» **Data for this exercise**:
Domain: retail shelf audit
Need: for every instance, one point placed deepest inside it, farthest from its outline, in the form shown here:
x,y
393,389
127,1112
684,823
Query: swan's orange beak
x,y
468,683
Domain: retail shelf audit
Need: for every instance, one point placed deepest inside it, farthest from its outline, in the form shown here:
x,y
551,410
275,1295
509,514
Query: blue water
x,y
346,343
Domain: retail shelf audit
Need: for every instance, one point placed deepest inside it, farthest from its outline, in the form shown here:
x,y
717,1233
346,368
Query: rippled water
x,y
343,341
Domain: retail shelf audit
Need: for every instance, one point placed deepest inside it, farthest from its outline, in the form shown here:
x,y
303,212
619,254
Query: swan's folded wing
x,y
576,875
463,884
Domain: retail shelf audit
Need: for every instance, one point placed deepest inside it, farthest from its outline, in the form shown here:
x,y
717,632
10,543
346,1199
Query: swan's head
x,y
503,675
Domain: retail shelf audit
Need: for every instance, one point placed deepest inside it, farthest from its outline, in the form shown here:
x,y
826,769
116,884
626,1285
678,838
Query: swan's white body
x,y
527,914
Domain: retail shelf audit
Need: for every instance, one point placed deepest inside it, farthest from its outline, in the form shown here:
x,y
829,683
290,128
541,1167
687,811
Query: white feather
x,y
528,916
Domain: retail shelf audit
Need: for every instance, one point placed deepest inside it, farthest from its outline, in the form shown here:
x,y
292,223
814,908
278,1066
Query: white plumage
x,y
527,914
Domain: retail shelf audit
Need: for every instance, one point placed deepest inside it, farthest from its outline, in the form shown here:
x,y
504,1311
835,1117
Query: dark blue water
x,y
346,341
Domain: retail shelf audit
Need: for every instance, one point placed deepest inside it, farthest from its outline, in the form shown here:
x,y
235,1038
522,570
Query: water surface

» **Requirement**: Extract every line of the records above that contains the string "Query". The match is case-sensitive.

» **Written answer**:
Query: swan's orange beak
Query: blue water
Query: rippled water
Query: swan's folded wing
Query: swan's head
Query: swan's white body
Query: white feather
Query: white plumage
Query: dark blue water
Query: water surface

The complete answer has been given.